**WORK REQUEST**
Whenever the string "grass" appears in a line below, please copy the line out.

____

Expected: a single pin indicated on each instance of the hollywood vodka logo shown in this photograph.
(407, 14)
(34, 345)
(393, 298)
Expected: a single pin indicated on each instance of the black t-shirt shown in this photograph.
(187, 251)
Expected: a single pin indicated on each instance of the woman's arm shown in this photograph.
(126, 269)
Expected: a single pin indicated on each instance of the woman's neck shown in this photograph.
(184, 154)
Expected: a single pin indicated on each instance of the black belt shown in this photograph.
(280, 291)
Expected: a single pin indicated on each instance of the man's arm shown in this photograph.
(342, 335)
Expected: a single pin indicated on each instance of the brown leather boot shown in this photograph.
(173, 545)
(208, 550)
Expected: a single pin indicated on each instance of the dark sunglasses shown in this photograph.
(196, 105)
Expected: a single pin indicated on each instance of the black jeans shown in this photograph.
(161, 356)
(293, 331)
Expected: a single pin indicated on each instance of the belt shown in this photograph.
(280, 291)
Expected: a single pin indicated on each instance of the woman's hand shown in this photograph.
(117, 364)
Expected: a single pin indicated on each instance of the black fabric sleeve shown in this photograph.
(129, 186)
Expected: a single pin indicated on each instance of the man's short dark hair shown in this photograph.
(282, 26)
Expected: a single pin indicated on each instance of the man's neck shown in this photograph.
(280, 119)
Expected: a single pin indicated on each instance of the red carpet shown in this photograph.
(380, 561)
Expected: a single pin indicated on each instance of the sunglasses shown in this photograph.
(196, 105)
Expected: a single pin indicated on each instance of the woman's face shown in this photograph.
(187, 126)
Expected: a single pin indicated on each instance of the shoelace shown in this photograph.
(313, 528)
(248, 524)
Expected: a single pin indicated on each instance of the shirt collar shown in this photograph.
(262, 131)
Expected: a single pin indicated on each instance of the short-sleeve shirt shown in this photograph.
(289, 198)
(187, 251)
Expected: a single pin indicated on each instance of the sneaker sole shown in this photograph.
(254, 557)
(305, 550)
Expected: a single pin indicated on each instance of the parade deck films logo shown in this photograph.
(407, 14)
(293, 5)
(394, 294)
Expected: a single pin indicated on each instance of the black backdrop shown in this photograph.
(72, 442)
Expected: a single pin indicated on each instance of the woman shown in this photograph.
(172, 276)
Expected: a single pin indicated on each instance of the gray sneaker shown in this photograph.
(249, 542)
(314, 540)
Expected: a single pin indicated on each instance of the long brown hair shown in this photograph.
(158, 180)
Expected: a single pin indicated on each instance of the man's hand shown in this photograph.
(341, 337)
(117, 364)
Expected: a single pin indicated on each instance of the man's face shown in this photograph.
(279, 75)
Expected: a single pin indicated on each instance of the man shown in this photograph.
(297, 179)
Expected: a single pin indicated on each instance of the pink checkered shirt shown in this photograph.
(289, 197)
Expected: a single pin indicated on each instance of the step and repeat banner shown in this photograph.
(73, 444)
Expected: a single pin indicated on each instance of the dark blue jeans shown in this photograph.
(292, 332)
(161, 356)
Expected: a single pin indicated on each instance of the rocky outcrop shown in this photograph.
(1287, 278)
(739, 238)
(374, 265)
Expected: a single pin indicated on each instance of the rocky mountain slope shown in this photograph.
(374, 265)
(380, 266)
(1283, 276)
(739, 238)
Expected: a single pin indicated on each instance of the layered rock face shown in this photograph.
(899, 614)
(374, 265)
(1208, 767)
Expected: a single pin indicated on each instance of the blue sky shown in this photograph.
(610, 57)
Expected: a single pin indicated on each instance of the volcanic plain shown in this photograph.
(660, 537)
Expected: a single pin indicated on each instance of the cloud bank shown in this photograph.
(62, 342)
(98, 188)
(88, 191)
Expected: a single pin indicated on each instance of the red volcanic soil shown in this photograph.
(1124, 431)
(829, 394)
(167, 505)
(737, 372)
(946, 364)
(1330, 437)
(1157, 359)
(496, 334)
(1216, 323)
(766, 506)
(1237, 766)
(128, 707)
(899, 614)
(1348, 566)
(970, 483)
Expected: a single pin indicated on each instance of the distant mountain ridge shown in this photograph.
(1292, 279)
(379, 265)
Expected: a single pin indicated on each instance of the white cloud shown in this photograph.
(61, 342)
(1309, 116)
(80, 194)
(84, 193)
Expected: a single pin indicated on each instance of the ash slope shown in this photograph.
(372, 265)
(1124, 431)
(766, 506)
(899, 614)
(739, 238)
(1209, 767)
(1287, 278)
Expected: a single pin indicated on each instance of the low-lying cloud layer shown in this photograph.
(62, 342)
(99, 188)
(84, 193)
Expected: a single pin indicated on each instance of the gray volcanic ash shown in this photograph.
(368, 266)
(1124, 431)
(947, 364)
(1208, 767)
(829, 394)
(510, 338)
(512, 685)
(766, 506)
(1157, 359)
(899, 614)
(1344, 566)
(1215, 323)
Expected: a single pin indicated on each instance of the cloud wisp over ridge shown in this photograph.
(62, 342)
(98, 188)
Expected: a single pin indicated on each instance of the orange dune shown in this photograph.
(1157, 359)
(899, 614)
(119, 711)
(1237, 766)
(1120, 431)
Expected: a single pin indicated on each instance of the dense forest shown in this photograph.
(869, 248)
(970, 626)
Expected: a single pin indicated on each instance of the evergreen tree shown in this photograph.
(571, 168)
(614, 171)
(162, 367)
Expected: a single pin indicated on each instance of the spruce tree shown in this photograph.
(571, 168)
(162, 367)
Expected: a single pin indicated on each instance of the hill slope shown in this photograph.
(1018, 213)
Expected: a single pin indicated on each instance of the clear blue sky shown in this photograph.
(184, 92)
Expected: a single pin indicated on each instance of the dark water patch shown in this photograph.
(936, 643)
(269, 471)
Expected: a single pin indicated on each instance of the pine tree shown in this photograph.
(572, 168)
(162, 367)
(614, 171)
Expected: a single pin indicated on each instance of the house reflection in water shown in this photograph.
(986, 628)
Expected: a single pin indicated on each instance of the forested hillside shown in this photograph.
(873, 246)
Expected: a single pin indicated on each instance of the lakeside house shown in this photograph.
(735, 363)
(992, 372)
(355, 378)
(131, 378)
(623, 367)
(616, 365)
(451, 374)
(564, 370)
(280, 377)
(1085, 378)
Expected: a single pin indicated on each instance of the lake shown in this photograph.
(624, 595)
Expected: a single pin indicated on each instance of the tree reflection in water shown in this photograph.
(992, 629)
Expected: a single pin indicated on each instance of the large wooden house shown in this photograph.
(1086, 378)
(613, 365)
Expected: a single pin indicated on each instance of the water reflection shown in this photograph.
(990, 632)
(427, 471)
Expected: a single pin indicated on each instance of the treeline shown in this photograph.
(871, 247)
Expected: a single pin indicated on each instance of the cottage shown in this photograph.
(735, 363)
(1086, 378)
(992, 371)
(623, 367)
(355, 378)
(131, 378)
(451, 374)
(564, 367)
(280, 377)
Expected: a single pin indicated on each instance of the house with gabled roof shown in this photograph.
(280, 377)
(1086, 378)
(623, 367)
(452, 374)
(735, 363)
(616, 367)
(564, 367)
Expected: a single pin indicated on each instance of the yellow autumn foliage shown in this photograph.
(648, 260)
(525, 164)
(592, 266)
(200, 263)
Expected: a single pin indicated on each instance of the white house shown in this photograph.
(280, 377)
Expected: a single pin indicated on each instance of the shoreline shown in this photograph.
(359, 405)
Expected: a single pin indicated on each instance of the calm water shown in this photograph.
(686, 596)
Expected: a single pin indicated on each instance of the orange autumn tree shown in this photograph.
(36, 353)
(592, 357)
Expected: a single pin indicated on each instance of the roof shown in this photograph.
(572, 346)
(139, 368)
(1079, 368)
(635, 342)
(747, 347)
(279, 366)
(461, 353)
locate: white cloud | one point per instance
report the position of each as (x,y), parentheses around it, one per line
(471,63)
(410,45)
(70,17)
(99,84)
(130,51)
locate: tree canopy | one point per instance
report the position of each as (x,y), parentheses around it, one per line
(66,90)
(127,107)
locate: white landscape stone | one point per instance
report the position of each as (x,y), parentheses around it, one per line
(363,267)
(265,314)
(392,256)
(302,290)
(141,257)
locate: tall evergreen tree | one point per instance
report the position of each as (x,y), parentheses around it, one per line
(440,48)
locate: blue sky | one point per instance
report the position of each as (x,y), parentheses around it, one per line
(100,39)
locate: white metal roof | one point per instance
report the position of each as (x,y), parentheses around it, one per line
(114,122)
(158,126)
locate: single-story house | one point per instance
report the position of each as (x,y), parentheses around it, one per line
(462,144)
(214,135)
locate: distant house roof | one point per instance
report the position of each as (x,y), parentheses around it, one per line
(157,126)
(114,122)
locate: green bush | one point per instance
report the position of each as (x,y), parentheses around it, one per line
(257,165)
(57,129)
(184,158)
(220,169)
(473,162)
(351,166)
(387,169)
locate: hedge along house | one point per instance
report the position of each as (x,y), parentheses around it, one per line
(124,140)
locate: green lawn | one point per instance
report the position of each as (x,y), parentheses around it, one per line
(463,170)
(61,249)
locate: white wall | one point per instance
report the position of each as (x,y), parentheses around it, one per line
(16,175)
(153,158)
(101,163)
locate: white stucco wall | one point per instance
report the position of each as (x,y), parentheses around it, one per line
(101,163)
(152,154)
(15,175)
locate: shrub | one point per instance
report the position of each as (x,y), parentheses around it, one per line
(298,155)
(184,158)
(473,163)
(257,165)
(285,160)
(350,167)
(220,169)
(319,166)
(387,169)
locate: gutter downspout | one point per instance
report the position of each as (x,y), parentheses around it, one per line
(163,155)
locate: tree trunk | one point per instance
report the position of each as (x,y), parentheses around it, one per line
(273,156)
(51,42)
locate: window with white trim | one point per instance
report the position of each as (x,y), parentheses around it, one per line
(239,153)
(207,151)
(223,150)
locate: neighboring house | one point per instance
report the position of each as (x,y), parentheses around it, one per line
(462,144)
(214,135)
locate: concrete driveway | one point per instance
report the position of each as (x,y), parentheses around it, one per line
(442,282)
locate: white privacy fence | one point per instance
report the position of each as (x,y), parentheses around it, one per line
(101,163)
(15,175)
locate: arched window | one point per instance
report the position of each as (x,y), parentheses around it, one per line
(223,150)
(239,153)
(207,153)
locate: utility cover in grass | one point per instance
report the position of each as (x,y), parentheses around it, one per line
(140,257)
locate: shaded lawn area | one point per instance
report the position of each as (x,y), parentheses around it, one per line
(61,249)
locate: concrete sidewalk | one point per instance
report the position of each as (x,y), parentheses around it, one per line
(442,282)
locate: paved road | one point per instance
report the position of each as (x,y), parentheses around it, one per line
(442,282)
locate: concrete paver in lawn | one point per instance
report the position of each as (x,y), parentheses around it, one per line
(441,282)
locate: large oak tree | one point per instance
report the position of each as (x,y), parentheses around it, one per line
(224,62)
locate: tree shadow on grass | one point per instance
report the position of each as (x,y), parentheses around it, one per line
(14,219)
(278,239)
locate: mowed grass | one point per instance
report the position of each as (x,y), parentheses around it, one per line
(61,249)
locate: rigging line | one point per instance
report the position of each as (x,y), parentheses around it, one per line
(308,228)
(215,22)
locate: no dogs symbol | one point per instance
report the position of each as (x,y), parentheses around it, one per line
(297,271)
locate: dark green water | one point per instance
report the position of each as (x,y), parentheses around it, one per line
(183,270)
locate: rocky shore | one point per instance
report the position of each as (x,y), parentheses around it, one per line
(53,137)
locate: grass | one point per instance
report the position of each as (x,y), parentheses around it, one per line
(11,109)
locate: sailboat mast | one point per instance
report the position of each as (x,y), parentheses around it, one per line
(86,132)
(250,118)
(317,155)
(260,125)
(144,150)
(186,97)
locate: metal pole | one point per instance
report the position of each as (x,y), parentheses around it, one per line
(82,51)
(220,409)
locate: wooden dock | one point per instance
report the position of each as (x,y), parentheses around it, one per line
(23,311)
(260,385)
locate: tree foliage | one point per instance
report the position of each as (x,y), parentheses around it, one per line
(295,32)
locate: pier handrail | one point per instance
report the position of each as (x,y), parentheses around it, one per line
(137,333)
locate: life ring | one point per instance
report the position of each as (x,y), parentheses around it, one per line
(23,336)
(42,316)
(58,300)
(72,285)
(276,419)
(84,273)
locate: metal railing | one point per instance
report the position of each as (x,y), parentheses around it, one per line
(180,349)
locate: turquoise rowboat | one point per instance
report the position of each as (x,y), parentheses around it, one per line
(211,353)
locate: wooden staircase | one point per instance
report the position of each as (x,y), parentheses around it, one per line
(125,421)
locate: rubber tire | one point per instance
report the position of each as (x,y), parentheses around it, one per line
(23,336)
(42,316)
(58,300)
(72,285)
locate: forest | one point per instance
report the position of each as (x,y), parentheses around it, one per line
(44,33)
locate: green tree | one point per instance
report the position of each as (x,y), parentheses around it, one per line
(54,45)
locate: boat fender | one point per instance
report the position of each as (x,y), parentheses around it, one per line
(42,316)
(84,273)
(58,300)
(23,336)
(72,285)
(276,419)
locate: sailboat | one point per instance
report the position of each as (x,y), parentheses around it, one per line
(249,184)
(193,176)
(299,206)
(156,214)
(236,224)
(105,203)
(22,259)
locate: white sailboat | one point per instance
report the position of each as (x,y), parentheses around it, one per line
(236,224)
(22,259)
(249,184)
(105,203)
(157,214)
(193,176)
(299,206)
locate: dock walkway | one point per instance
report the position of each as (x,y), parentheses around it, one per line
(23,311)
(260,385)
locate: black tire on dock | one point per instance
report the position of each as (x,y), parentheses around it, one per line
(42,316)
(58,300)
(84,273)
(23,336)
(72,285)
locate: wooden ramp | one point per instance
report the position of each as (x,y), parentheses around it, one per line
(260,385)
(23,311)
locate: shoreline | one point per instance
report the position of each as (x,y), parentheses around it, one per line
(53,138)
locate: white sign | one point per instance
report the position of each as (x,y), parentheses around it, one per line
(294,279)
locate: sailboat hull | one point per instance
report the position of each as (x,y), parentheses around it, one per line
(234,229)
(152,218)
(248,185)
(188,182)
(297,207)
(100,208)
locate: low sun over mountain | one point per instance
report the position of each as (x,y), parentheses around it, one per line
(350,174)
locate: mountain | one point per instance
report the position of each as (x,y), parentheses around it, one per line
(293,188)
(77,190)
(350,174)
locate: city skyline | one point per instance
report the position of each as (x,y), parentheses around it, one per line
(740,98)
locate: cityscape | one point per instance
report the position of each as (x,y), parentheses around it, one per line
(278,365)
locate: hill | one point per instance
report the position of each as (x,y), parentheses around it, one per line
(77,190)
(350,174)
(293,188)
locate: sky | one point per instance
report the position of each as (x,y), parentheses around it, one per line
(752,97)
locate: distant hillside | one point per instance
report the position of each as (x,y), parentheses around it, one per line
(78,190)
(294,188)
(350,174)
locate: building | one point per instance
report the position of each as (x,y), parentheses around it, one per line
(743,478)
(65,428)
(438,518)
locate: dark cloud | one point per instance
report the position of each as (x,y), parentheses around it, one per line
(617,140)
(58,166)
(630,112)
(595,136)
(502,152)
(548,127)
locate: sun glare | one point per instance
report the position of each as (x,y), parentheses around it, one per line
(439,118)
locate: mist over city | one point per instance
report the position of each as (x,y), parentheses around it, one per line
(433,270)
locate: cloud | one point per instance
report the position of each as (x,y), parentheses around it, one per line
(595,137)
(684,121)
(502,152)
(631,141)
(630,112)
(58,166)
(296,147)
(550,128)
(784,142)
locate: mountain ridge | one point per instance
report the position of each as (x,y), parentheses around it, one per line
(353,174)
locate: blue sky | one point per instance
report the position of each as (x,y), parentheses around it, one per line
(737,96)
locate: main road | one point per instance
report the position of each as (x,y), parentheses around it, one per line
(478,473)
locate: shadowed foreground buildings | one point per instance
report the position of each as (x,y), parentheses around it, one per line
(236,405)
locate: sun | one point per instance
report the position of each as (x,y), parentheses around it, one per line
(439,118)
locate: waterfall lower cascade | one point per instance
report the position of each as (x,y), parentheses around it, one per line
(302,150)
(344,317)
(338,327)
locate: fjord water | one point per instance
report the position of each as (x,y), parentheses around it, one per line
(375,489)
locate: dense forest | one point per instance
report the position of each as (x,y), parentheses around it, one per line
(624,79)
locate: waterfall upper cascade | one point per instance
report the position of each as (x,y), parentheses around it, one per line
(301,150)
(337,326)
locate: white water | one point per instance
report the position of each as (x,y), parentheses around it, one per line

____

**SOLVED PROBLEM**
locate: utility cover in grass | one point per instance
locate: tree shadow on grass | one point per instance
locate: mowed grass | one point per instance
locate: grass | one point per instance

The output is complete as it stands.